[Supplied passage Boundary: Start]

Patient satisfaction may be increasingly important in healthcare, but the industry hasn’t made the appropriate changes yet, 2 employees from Prime Therapeutics said in back-to-back sessions at the 64th Annual Roy A. Bowers Pharmaceutical Conference held by Rutgers University.

Ingrid Lindberg, chief customer experience officer at Prime, explained that for many people, their first experience with the company is when they hear someone else complaining that they didn’t receive their medication or that the process was too difficult.

“The consumer is king,” Ms Lindberg said. “And if you think that the consumer is not going to be king, then you are outdated.”

Her colleague, Cory Busse, senior director of clinical product management, discussed that one reason patients are unhappy is because of the lack of interoperability among health information systems. In recent years, so many electronic health record (EHR) vendors have popped up that they, intentionally or not, have created systems that don’t speak to one another.

“[At Prime] we don’t talk about data in terms of big data and small data; we talk about data in terms of dumb data and smart data,” he said. “We recognize that our role … is to take dumb data, make it smarter, and then put it back into the hands of people who can do something about it, which is mainly doctors and pharmacists, but increasingly members, who have the greatest stake in their overall healthcare to begin with.”

[Supplied passage Boundary: End]

Assignment 1 —
In the conference report on patient satisfaction, why does Cory Busse say patients are unhappy? Answer in one to three sentences.
Assignment 2 —
Pick up the conference report on patient satisfaction right after its last paragraph and keep writing it.

[Extracted records Boundary: Start]

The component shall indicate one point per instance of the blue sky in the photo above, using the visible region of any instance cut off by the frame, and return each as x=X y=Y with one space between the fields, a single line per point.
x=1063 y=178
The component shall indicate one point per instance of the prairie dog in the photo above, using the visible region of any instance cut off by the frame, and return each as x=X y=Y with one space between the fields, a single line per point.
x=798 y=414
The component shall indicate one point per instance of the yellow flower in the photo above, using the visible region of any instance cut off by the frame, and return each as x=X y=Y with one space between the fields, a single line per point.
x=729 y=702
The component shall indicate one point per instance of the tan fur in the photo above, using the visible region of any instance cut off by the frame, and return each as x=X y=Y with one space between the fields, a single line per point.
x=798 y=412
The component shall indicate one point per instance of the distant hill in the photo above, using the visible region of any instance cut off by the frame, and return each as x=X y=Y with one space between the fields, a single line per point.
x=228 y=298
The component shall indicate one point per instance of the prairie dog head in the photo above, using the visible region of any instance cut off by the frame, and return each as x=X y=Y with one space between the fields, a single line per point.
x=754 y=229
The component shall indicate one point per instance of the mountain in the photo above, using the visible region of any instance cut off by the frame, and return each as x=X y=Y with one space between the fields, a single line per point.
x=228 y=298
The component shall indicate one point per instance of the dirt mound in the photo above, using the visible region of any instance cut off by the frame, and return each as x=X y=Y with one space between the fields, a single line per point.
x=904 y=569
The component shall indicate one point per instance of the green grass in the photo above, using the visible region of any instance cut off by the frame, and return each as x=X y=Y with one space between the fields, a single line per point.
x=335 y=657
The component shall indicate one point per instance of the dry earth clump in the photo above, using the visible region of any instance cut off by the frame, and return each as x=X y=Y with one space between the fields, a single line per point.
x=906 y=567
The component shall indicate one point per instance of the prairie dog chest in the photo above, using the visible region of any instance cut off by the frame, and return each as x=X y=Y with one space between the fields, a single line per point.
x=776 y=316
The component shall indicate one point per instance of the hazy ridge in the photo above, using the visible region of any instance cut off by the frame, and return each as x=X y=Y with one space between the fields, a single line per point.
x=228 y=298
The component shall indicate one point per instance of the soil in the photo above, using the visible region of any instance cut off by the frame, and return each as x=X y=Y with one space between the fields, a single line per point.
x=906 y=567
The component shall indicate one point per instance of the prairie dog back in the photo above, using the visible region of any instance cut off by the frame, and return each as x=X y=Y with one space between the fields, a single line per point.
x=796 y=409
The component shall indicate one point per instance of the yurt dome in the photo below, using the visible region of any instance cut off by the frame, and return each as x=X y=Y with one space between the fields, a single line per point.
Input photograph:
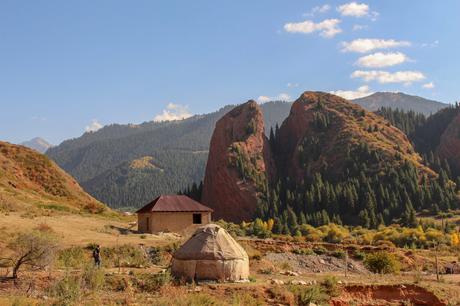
x=211 y=254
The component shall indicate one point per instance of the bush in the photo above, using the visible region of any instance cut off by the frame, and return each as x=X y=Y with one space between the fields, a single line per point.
x=73 y=257
x=303 y=251
x=67 y=290
x=359 y=255
x=124 y=256
x=306 y=295
x=381 y=262
x=330 y=285
x=35 y=249
x=151 y=282
x=339 y=254
x=320 y=250
x=93 y=277
x=246 y=299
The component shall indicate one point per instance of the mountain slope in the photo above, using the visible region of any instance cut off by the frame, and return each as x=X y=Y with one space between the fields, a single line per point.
x=100 y=161
x=38 y=144
x=238 y=165
x=322 y=129
x=30 y=179
x=401 y=101
x=337 y=162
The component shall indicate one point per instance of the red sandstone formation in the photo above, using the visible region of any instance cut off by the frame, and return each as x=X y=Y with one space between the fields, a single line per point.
x=239 y=162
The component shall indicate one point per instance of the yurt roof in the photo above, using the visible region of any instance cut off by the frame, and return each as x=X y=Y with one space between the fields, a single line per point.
x=211 y=242
x=173 y=203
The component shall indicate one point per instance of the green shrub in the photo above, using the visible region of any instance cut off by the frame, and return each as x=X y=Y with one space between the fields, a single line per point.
x=359 y=255
x=339 y=254
x=67 y=290
x=306 y=295
x=330 y=285
x=151 y=282
x=93 y=277
x=320 y=250
x=124 y=256
x=381 y=262
x=245 y=299
x=73 y=257
x=303 y=251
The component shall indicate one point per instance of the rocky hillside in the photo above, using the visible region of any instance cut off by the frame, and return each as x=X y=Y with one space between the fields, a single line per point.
x=38 y=144
x=239 y=164
x=449 y=145
x=334 y=162
x=100 y=161
x=29 y=179
x=401 y=101
x=323 y=131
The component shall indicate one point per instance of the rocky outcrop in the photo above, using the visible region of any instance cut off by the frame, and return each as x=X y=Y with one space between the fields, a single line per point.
x=449 y=146
x=326 y=132
x=322 y=134
x=239 y=164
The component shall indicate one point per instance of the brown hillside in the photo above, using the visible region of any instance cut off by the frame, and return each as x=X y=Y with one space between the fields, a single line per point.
x=449 y=146
x=326 y=128
x=28 y=179
x=239 y=163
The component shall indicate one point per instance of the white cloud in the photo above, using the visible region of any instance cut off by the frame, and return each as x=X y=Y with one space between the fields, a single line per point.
x=433 y=44
x=280 y=97
x=318 y=9
x=354 y=9
x=380 y=59
x=93 y=126
x=327 y=28
x=429 y=85
x=173 y=112
x=384 y=77
x=364 y=45
x=358 y=27
x=292 y=85
x=361 y=92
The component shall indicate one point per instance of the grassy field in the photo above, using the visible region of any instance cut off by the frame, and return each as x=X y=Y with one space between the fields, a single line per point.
x=128 y=277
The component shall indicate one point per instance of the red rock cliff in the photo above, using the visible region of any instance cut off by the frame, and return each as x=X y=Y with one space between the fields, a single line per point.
x=239 y=162
x=323 y=128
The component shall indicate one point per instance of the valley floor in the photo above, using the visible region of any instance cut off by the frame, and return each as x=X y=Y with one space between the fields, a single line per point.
x=279 y=276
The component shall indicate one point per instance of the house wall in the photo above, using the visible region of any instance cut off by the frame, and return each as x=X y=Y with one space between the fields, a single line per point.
x=170 y=221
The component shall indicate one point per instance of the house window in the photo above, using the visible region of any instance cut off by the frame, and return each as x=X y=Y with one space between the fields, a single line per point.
x=196 y=218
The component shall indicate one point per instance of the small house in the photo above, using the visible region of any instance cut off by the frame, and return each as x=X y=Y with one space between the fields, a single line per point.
x=172 y=213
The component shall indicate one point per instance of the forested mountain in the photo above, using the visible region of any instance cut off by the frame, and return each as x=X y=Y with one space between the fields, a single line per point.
x=436 y=138
x=400 y=100
x=30 y=180
x=101 y=161
x=175 y=154
x=337 y=162
x=38 y=144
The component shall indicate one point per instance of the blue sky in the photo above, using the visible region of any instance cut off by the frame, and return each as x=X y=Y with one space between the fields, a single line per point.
x=67 y=66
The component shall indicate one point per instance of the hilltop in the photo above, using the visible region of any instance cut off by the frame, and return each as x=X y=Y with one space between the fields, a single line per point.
x=101 y=161
x=30 y=180
x=335 y=162
x=38 y=144
x=400 y=100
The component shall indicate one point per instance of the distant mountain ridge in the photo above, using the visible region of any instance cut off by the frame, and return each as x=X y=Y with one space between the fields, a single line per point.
x=400 y=100
x=30 y=181
x=100 y=161
x=38 y=144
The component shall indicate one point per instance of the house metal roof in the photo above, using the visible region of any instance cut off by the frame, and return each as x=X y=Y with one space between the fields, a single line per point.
x=174 y=203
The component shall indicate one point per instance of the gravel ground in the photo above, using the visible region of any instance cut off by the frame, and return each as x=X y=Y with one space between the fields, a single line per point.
x=315 y=263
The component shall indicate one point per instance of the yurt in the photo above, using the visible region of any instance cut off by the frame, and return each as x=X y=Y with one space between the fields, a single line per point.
x=211 y=254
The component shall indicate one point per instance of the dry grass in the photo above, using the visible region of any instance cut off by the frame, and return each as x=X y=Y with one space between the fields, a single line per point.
x=80 y=230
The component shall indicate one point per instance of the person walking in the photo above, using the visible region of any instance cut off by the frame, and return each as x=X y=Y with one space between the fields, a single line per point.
x=97 y=256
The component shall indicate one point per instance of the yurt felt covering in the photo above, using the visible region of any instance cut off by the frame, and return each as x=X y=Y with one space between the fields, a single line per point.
x=211 y=254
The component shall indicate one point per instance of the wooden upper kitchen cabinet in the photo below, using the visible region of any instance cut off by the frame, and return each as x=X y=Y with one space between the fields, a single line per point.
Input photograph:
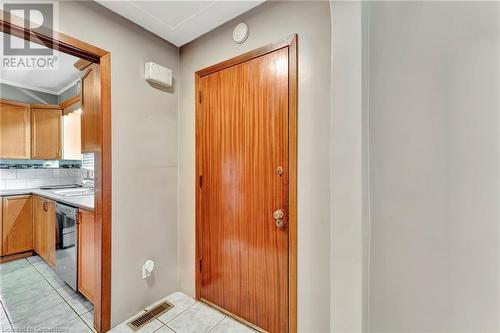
x=44 y=229
x=91 y=104
x=86 y=259
x=17 y=224
x=15 y=133
x=46 y=132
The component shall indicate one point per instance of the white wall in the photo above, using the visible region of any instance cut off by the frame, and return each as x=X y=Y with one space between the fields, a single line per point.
x=144 y=154
x=346 y=304
x=268 y=23
x=434 y=113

[Extracted records Boundary: End]

Exercise answer 1 —
He points to the lack of interoperability among health information systems. So many electronic health record vendors have appeared in recent years that, intentionally or not, they have built systems that don't speak to one another.

Exercise answer 2 —
He explained the dichotomy that exists between the doctor and the pharmacist. While the doctor has a comprehensive view of the patient, he or she has no idea what the drug will cost or what is on the formulary. In contrast, the pharmacist knows the formulary and the copay information, but is not privy to a holistic view of the patient’s medical data.

Ideally, Mr Busse said, providers would be able to see formulary and copayment information at the plan level, specific to the member. Instead, they only see that the patient is potentially covered for a drug, and the worst case scenario for how much it could cost a patient. He used Abilify as an example and described that in the EHR, physicians would see that the patient could be responsible for up to $10 billion.

“This is the dirty little secret of our industry: the data are not accurate,” Mr Busse said.